Start of Excerpt

Private health plans as well as Medicare and Medicaid have used risk adjustment for years to evaluate the health outcomes and costs for treating their enrollees. Risk adjustment is an equalizer. It is designed to ensure that health care providers and health plans are compensated according to the risk of their patient populations. It also helps ensure that health plans do not try to enroll only the healthy patients and avoid the sicker patients. With risk adjustment, a health plan with sicker patients receives higher capitation or premium payments than a health plan with healthier patients.
The key to accurate risk adjustment is capturing complete demographic and diagnosis information for each patient. If information is missing, risk scores are underestimated, and money is ‘left on the table’. Therefore, billing and coding by physician practices plays a key role in risk adjustment; health plans are aware of this, and many of them use risk scores to compensate physicians in pay-for-performance programs.
Although there are many risk adjustment methodologies, in general they assess a person’s risk based on demographic information, such as age and gender, as well as diagnoses from health care claims. Regression analysis of these data yields a risk score for each enrollee. A score of 1.0 generally means that the person has an average expected cost, while lower scores mean lower than average expected cost, and higher scores mean higher than average expected cost.
So, how do you help physicians to succeed in risk-adjusted programs?
Health plans can assist physician practices by providing support in the form of written education, technology, and tools. However, each practice is different, and on-site consultants or coaches can help practices build processes and improve work flows to capture the necessary data for risk adjustment – in ways that work best for their practice. A small up-front investment in these resources can yield increased revenue for health plans as well as physician practices – a win-win.
Key Elements to Physician Success in Risk-Adjusted Programs
Physician success in risk-adjusted programs depends on accurate diagnosis coding and effective billing practices. This requires effective workflow, including:
- Close charts promptly and regularly train billing and coding staff. Poorly trained or overworked staff are much more likely to close charts late or make coding mistakes. For a provider, an unsubmitted claim is two missed opportunities: first, the lost revenue for the procedure; second, the unreported diagnosis codes that could have accurately increased the patient’s risk score.
- Code all diagnoses that affect medical decision-making during the encounter. Providers must ensure that the patient’s chart supports diagnoses on claims. Clear and thorough physician notes are important; if they describe Monitoring, Evaluating, Assessing and Treating (MEAT) each diagnosis, it facilitates complete and accurate coding, and it also protects the provider in the event of a chart audit.
- Code specifically and accurately. Codes with ’unspecified’ in the description may not contribute to the patient’s risk score. Codes for a specific condition are more likely to increase to the risk score, particularly if they describe a complication or a more severe disease state.
If health plans empower and incentivize physicians to capture patient information properly by providing education and improving workflows within practices, risk scoring can be improved. This can yield increased revenue for health plans as well as physician practices.

End of Excerpt

## [Task to carry out]
Reproduce word for word the passage of the risk adjustment article that opens with the words "The key to accurate" and closes with "average expected cost.".

Start of Entries shown

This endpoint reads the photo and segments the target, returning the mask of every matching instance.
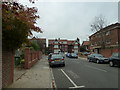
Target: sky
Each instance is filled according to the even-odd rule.
[[[78,1],[36,1],[31,4],[28,0],[19,1],[28,7],[37,7],[40,19],[37,20],[43,33],[33,32],[35,37],[47,39],[68,39],[75,40],[77,37],[80,43],[89,40],[91,31],[90,24],[95,16],[103,15],[107,24],[118,22],[118,2],[78,2]]]

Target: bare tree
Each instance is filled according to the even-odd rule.
[[[99,31],[107,26],[107,20],[103,15],[96,16],[90,25],[91,31]]]

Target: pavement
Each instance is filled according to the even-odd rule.
[[[32,68],[15,72],[14,83],[8,88],[53,88],[53,75],[46,56]]]
[[[86,59],[65,58],[65,67],[52,68],[56,88],[118,88],[118,68]],[[92,90],[92,89],[91,89]]]
[[[87,60],[87,58],[84,58],[84,57],[78,57],[78,58],[82,60]]]

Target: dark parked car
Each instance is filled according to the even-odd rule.
[[[70,53],[70,58],[78,58],[78,55],[76,53]]]
[[[48,61],[49,61],[50,67],[52,67],[54,65],[65,66],[65,60],[61,54],[50,54],[48,56]]]
[[[95,62],[95,63],[108,63],[109,62],[108,58],[105,58],[101,54],[88,55],[87,59],[89,62]]]
[[[85,55],[85,56],[90,55],[90,52],[83,52],[82,55]]]
[[[112,54],[112,56],[109,58],[109,65],[111,67],[113,67],[115,65],[120,67],[120,52]]]
[[[70,57],[70,53],[67,53],[67,54],[66,54],[66,57]]]

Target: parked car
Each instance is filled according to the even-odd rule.
[[[85,55],[85,56],[90,55],[90,52],[83,52],[82,55]]]
[[[89,62],[95,62],[95,63],[108,63],[109,62],[108,58],[105,58],[101,54],[90,54],[88,55],[87,59]]]
[[[112,56],[109,58],[109,66],[113,67],[115,65],[120,67],[120,52],[119,53],[113,53]]]
[[[67,54],[66,54],[66,57],[70,57],[70,53],[67,53]]]
[[[70,58],[78,58],[78,55],[76,53],[70,53]]]
[[[48,61],[49,61],[50,67],[55,65],[65,66],[65,60],[61,54],[50,54],[48,56]]]

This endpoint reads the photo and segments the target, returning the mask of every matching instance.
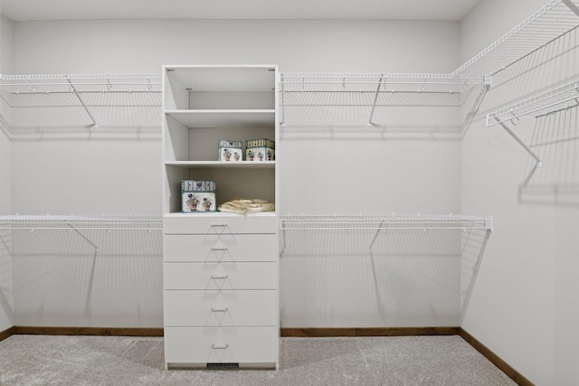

End of Entries shown

## [Completed task]
The key to accurate risk adjustment is capturing complete demographic and diagnosis information for each patient. If information is missing, risk scores are underestimated, and money is ‘left on the table’. Therefore, billing and coding by physician practices plays a key role in risk adjustment; health plans are aware of this, and many of them use risk scores to compensate physicians in pay-for-performance programs.
Although there are many risk adjustment methodologies, in general they assess a person’s risk based on demographic information, such as age and gender, as well as diagnoses from health care claims. Regression analysis of these data yields a risk score for each enrollee. A score of 1.0 generally means that the person has an average expected cost, while lower scores mean lower than average expected cost, and higher scores mean higher than average expected cost.